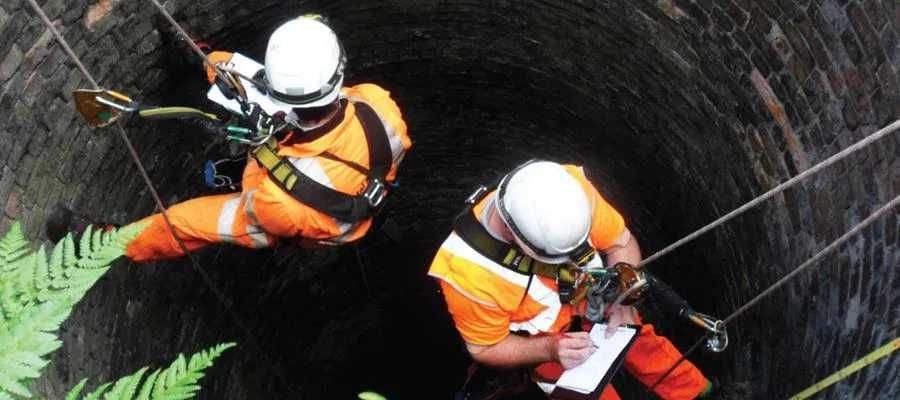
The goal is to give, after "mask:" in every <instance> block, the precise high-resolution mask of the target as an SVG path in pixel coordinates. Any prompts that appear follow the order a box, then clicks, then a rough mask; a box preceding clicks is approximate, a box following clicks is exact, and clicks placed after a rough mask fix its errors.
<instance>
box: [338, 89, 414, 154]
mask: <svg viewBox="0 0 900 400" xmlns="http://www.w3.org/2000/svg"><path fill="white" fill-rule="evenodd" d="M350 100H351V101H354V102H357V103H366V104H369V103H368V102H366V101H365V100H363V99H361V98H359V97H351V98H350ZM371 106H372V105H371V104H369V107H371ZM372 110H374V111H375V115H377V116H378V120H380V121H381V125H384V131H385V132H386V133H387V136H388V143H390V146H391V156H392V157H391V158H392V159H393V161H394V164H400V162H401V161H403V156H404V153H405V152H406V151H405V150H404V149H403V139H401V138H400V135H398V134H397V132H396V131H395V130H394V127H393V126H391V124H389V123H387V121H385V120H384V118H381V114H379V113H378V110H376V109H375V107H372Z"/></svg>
---
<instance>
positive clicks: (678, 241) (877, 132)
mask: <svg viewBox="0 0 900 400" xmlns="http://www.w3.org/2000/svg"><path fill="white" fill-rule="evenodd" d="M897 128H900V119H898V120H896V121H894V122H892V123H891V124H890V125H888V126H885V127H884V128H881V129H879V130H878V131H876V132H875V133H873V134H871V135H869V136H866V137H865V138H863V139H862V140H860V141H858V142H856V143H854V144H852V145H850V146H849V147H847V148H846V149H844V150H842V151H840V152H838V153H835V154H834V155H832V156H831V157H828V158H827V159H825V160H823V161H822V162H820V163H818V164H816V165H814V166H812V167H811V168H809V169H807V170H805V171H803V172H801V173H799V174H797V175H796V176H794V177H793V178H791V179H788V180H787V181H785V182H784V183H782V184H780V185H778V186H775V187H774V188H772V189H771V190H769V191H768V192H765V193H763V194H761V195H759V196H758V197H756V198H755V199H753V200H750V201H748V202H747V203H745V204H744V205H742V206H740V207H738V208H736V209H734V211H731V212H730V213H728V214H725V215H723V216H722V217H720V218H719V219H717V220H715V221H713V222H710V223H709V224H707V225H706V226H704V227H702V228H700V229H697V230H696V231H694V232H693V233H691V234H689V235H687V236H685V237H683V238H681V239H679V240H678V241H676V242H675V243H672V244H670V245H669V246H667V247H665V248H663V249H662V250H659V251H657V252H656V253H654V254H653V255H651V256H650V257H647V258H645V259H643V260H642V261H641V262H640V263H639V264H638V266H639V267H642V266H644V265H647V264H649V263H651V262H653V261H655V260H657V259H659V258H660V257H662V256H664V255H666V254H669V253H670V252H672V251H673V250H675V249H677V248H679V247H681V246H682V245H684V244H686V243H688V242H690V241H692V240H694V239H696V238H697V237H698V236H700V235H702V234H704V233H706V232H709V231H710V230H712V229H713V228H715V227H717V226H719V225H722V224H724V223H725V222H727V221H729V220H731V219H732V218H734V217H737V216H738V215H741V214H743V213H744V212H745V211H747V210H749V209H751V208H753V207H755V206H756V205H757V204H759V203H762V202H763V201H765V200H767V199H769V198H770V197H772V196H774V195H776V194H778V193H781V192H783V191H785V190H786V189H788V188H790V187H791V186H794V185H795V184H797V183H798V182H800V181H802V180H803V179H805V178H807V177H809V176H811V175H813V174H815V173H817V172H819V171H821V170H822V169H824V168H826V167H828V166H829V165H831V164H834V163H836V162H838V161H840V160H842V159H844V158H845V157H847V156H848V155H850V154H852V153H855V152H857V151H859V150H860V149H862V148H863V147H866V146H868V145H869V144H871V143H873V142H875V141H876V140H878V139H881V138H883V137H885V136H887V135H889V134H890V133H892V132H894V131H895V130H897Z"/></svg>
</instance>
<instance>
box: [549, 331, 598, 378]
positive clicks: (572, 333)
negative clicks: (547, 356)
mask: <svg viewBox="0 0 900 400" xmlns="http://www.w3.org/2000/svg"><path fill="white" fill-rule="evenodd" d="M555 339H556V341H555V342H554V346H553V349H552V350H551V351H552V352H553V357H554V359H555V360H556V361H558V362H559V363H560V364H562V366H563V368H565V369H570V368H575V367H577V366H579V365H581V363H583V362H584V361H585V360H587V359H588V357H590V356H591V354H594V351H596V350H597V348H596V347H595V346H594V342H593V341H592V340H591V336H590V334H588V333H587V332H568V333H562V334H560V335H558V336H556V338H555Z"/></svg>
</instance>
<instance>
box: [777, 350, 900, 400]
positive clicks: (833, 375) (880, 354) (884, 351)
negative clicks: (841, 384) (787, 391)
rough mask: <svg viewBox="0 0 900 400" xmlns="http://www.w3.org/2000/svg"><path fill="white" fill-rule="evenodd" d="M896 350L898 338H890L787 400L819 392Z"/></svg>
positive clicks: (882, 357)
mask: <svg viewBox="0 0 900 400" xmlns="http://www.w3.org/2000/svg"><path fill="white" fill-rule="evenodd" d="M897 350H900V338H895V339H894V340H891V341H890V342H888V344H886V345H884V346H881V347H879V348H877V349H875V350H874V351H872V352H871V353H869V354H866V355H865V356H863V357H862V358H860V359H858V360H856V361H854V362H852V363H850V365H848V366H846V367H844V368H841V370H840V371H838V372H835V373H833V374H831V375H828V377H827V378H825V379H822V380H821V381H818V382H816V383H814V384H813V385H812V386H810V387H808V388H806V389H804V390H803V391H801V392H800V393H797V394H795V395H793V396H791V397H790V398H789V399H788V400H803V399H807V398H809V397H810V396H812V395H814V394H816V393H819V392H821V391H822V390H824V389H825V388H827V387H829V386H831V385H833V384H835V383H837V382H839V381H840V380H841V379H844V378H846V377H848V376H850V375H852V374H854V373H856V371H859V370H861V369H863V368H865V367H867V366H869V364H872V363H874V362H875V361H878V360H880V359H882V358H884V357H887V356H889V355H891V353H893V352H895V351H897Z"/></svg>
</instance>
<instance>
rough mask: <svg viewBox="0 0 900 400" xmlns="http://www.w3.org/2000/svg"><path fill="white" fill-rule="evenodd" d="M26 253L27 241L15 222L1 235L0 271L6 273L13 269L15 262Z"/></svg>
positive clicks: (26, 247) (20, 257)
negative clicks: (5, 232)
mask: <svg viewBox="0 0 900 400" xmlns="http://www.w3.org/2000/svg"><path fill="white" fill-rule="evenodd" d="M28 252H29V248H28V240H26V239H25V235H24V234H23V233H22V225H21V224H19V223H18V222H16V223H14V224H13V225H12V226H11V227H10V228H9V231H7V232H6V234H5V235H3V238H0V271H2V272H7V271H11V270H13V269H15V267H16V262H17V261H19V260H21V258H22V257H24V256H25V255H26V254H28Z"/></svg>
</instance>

## Exercise prompt
Quote word for word the lines of the items above, starting with the line that contains "The goal is" and going on through the line that contains "box: [338, 89, 414, 154]".

## Finished task
The goal is to give, after "mask:" in every <instance> block, the precise high-resolution mask of the target as an SVG path in pixel coordinates. Any prompts that appear follow the order a box, then clicks, then a rough mask; a box preceding clicks is approximate, a box following clicks is exact, and clicks placed after a rough mask fix its errors.
<instance>
box: [338, 89, 414, 154]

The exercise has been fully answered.